Письменные задания:
• A. Ответьте по фрагменту о георгеанцах и Платоне:
(i) В каком журнале откликнулся Курт фон Фритц?
(ii) В каком году вышла книга Герхарда Крюгера «Проницательность и страсть. Сущность платоновской мысли»?
(iii) Чью книгу Герхард Небель считал лучшей из когда-либо написанных о Платоне?
• B. Верните без изменений отрывок из фрагмента о георгеанцах и Платоне между словами «Фон Фритц был» и «власть [619] .», включая оба.

Страница:
··········

Показательна реакция филолога и платоноведа Курта фон Фритца в филологическом журнале «Gnomon». Подмечая места, где Брехт, в котором борется критическое (обусловленное не столько научной, сколько христианской позицией) и апологетическое отношение к объекту, теряет равновесие в анализе и слишком сочувствует георгеанцам, фон Фритц в конце рецензии также признается в том, что определенная симпатия к своему предмету, свойственная автору книги, служит необходимым условием тонкого мыслительного проникновения в его мир. Сам фон Фритц противопоставляет историцизму XIX века и культу героев века XX (речь может идти, разумеется, только о трех первых его десятилетиях) рационализм XVII и XVIII веков, который рос и вызревал в борьбе с величайшими фигурами античности. При этом фон Фритц нетривиально возносит Фридемана, достижение которого, по его словам, «было бы несправедливо ставить в один ряд с научными толкованиями Платона». Предпринятое им подлинное воплощение переживаемого идеала в исторически существовавшего персонажа, «род бессознательного поэтического творчества», может претендовать на свои особые права, рядом с наукой.
Фон Фритц был не единственным университетским ученым, который попытался дать георгеанцам взвешенную или даже позитивную оценку. Ученик Гартмана и Хайдеггера Герхард Крюгер в своей книге 1939 года «Проницательность и страсть. Сущность платоновской мысли» признает свою зависимость от георгеанцев в высокой оценке роли эроса:
Благодаря Кругу Штефана Георге наука смогла подступиться к тем мифическим и религиозным элементам у Платона, которые особенно необходимы для его понимания. Поскольку было обнаружено, что у Платона мифическая и даже «культовая» религиозность была связана с его политическими амбициями, то в нем [георгеанцы] увидели «основателя» некоей «духовной империи». В этом контексте эрос также был понят как что-то чрезвычайно фундаментальное, как определенная мифическая власть [619] .
Другой пример: Герхард Небель, филолог (ученик Эрнста Хоффмана), философ (учился у Хайдеггера и Ясперса), домашний учитель, независимый мыслитель, близкий к Эрнсту Юнгеру и Карлу Шмитту. Он не просто был поклонником поэзии Георге: он видел в Георге, наряду с Юнгером и Хайдеггером, свидетелей трансценденции и ясновидцев нынешнего распада и «расколдовывания мира». Небель далеко не всё принимал в георгеанстве, в частности он критиковал фокализацию на герое, на образе, в том числе Платона. Он противопоставлял ей хайдеггеровский подход к авторам (хайдеггерианское применение феноменологии к интерпретации): заниматься не автором, а тем, чем занимается автор, вместе с ним. Платоноведческие работы Небеля, принимая в целом политическое прочтение Платона, всё же полемизируют (неявно) с георгеанскими. Например, он не считает возможным возвращение к античности через голову христианства: это может дать только подражательные эффекты фасада. Небель считал книгу Фридлендера 1928–1930 годов лучшей из когда-либо написанных о Платоне.

··········

Раздел данных:
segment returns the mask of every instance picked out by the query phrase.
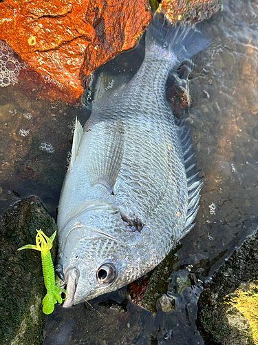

··········

Ответы по заданиям:
• A.
(i) В филологическом журнале «Gnomon».
(ii) В 1939 году.
(iii) Книгу Фридлендера 1928–1930 годов.

• B.
Фон Фритц был не единственным университетским ученым, который попытался дать георгеанцам взвешенную или даже позитивную оценку. Ученик Гартмана и Хайдеггера Герхард Крюгер в своей книге 1939 года «Проницательность и страсть. Сущность платоновской мысли» признает свою зависимость от георгеанцев в высокой оценке роли эроса:
Благодаря Кругу Штефана Георге наука смогла подступиться к тем мифическим и религиозным элементам у Платона, которые особенно необходимы для его понимания. Поскольку было обнаружено, что у Платона мифическая и даже «культовая» религиозность была связана с его политическими амбициями, то в нем [георгеанцы] увидели «основателя» некоей «духовной империи». В этом контексте эрос также был понят как что-то чрезвычайно фундаментальное, как определенная мифическая власть [619] .